SUPPLIED MATERIAL:
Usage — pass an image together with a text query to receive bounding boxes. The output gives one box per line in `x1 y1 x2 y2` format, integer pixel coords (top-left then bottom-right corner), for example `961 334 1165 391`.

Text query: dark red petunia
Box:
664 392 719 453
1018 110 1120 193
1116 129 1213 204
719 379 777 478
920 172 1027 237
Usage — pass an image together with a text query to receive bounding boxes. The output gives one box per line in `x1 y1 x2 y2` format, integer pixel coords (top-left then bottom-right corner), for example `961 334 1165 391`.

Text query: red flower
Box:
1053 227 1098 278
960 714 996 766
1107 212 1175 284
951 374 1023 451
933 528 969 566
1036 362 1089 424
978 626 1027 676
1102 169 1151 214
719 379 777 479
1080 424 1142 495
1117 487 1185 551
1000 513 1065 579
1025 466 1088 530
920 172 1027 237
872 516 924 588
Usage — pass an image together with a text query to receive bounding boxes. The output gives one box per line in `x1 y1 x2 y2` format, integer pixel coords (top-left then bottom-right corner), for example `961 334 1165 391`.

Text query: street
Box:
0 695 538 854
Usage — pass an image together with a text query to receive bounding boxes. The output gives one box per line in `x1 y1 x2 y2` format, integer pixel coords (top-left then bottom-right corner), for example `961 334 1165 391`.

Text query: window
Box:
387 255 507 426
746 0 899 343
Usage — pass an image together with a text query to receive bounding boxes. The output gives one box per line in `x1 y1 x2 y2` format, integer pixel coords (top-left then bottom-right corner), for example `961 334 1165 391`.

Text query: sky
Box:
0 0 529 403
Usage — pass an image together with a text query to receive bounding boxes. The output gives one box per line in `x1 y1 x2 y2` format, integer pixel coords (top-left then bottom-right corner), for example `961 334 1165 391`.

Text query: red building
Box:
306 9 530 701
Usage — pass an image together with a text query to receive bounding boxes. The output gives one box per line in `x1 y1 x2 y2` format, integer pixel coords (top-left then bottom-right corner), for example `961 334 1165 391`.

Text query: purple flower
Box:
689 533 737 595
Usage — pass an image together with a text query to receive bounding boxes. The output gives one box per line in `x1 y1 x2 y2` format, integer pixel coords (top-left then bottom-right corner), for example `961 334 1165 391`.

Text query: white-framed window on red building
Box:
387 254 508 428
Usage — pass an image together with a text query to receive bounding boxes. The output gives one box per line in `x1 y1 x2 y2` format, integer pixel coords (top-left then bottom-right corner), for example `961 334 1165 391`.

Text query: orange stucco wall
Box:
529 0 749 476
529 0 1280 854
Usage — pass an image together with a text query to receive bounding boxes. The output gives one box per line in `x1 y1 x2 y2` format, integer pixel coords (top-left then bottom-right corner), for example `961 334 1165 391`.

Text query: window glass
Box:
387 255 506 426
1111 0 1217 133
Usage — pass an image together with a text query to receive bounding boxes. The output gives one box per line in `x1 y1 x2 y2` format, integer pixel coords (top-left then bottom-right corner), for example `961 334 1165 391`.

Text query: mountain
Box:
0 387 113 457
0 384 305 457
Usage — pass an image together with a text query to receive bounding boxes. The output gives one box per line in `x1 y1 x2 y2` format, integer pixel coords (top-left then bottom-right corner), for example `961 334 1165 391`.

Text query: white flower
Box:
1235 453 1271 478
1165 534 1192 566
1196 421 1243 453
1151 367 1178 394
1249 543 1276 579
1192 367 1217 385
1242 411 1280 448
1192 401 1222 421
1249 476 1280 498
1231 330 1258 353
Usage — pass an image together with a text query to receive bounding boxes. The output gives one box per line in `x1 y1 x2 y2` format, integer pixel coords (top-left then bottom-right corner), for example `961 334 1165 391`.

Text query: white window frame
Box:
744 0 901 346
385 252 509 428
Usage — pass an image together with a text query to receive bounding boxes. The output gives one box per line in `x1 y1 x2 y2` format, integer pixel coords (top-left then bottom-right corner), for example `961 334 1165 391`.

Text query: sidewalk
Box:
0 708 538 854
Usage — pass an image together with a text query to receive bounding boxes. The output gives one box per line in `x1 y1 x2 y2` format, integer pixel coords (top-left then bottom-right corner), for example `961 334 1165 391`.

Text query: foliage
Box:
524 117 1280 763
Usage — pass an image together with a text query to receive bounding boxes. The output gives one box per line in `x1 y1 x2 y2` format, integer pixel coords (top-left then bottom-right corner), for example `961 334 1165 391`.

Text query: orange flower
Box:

* * *

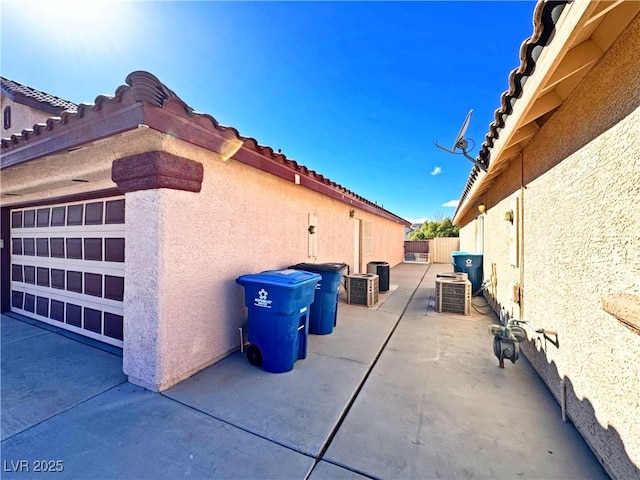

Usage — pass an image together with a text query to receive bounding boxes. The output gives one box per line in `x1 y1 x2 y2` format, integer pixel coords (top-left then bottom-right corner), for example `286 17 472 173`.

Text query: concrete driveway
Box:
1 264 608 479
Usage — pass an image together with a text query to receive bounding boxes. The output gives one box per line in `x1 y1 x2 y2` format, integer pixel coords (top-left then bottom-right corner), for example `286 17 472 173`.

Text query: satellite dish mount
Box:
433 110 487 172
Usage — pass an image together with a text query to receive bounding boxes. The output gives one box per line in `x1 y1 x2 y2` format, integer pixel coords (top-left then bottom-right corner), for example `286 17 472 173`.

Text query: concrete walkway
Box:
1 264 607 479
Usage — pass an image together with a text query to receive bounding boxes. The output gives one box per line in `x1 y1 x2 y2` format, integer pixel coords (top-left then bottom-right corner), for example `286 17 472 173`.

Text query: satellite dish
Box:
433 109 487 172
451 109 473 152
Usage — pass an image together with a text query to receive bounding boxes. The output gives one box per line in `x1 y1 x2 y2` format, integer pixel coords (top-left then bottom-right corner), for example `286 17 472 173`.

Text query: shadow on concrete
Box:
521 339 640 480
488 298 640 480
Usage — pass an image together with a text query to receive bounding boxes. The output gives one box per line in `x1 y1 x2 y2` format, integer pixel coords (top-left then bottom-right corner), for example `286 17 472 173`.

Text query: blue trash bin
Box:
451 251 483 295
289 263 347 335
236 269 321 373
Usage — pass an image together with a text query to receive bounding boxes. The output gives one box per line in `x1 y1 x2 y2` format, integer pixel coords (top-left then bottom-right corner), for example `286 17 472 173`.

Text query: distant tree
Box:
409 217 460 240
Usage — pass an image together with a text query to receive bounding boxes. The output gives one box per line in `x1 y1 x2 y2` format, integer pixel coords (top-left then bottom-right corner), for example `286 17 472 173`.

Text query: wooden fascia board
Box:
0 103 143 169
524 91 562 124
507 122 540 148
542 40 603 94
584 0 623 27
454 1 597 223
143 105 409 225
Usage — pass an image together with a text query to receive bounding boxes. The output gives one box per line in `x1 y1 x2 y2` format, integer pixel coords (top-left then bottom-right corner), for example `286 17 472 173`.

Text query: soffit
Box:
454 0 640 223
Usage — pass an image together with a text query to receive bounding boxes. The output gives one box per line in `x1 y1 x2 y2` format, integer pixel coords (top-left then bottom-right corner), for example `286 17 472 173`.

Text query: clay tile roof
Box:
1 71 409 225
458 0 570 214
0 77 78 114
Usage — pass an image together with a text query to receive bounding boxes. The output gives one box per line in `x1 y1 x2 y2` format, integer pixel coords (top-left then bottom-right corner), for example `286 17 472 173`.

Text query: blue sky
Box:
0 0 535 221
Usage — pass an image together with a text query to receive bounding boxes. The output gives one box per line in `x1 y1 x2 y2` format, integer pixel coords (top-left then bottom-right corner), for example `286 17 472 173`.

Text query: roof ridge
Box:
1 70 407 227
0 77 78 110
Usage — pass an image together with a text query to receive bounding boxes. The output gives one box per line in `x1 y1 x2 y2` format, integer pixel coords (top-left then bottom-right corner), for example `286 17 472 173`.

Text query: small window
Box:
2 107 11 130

==

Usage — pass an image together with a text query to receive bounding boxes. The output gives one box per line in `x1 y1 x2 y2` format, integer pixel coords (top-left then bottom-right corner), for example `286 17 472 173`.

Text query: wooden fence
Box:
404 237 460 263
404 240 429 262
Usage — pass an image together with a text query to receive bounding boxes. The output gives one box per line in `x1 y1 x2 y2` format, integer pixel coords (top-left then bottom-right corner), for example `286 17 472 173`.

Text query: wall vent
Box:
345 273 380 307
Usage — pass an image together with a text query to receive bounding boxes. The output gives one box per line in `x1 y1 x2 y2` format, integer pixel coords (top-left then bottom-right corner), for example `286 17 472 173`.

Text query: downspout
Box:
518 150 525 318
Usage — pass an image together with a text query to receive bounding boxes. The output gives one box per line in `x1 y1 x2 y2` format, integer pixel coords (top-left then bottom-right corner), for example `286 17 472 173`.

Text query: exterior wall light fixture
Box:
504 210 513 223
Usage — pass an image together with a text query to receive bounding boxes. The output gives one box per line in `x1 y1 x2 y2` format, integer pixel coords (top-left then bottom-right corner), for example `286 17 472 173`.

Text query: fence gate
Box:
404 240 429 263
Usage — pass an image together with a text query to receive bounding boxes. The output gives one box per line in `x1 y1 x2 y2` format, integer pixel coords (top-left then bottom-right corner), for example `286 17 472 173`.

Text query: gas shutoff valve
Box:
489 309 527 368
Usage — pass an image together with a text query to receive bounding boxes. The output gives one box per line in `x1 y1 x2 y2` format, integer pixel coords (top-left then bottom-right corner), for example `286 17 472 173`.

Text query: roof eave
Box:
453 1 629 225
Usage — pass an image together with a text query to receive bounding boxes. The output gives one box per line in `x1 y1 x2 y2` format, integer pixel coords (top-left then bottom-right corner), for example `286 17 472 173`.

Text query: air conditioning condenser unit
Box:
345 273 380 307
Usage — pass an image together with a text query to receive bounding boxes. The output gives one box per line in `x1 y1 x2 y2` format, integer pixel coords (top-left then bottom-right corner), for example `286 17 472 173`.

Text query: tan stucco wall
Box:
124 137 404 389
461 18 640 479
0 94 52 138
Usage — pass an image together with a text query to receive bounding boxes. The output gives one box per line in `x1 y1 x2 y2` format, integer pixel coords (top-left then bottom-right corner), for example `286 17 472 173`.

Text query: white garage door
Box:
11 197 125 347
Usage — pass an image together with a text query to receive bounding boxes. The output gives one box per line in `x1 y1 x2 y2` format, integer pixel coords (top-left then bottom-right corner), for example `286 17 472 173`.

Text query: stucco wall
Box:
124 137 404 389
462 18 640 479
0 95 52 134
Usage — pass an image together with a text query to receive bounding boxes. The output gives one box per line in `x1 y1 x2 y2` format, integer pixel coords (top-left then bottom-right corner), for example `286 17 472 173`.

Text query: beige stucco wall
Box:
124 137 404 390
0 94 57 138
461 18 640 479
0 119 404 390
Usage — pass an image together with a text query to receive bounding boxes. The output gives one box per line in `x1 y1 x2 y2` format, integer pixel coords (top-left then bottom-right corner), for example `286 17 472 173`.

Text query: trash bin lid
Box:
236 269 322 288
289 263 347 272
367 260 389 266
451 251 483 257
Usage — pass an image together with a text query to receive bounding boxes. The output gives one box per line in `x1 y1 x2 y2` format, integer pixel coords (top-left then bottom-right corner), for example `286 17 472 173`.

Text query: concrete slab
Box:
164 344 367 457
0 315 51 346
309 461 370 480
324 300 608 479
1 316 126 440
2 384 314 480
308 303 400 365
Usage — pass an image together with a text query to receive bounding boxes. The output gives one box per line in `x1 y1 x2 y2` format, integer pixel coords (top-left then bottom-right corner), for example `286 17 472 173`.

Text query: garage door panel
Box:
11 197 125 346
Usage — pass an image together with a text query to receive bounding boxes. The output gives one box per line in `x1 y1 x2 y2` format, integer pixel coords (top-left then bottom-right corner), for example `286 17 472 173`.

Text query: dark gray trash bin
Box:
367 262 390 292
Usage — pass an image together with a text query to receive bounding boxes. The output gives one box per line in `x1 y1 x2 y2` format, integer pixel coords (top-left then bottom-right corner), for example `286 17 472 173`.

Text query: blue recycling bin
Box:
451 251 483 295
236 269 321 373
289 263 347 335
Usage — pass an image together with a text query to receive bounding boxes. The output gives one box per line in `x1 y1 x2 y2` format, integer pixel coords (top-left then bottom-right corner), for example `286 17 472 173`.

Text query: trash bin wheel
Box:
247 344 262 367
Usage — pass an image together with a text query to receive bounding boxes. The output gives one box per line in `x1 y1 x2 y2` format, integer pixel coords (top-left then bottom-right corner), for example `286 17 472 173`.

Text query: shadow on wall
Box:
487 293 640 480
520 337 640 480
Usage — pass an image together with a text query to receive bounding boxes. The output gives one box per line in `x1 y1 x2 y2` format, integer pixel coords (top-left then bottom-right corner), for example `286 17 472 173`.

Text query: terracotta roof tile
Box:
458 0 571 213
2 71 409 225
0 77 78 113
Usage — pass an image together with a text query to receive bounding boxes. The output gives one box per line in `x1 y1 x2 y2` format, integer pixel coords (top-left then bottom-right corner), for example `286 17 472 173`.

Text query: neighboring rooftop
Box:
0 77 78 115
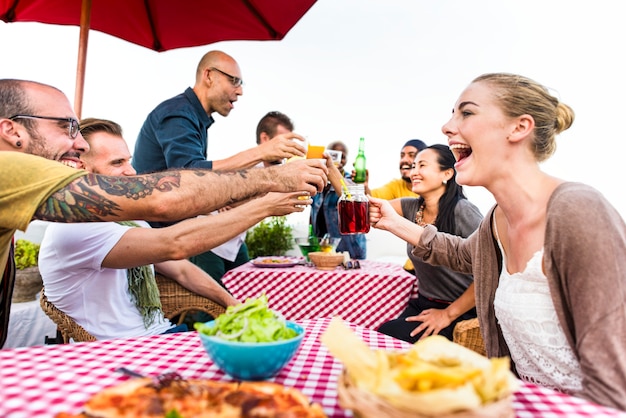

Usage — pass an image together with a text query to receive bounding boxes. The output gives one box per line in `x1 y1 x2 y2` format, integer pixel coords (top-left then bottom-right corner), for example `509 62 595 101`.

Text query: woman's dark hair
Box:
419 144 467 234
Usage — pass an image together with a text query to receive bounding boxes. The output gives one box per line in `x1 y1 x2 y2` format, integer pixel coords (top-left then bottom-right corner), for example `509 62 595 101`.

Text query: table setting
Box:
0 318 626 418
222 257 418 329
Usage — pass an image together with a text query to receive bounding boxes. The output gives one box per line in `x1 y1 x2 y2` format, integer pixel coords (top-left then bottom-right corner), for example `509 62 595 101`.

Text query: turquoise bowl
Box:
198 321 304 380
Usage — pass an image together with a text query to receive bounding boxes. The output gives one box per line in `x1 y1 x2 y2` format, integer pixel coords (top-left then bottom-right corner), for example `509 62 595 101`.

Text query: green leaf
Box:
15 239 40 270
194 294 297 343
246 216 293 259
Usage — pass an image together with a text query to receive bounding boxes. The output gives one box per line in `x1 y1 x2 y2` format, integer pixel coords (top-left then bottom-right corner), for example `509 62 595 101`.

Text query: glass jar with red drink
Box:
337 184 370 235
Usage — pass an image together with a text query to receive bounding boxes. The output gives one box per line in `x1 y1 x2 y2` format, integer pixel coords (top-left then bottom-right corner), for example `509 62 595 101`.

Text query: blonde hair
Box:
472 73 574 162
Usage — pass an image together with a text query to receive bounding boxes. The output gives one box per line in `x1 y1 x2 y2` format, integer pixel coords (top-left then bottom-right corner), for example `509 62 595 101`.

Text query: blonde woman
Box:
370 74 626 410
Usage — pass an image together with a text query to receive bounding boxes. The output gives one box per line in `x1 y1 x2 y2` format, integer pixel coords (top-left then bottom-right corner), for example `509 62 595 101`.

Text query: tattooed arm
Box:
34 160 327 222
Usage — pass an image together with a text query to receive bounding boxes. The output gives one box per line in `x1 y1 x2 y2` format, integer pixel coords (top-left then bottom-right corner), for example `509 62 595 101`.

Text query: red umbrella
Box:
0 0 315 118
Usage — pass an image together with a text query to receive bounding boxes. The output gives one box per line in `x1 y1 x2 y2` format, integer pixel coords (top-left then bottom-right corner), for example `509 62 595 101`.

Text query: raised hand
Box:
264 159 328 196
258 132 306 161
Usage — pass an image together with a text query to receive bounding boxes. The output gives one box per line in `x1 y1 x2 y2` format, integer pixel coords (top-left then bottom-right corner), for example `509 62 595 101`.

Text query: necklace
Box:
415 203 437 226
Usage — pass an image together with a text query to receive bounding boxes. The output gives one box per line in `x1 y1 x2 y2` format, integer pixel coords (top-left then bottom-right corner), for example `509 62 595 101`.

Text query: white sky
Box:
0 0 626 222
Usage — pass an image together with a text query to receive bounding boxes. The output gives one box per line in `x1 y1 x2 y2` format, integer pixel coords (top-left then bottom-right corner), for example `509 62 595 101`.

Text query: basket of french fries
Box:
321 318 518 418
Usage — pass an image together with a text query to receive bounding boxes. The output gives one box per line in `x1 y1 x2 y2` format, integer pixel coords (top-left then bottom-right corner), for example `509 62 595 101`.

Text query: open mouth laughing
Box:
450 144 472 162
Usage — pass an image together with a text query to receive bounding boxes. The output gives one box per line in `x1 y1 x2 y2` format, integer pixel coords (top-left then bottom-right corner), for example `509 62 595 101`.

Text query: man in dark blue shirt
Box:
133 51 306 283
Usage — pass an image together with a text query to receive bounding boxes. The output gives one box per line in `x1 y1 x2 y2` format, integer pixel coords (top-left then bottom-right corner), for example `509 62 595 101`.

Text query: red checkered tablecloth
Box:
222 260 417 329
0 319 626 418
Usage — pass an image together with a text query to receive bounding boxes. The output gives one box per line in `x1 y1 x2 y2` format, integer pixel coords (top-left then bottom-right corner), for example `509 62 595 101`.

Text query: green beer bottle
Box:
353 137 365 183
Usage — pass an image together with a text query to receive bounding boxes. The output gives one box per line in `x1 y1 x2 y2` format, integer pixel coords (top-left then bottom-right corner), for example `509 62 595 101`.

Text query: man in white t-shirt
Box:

DIRECTIVE: Filter the records above, copying each line that contains the string "building".

REPLY TO THE EXERCISE:
Text query: red building
Text query: white-framed window on red building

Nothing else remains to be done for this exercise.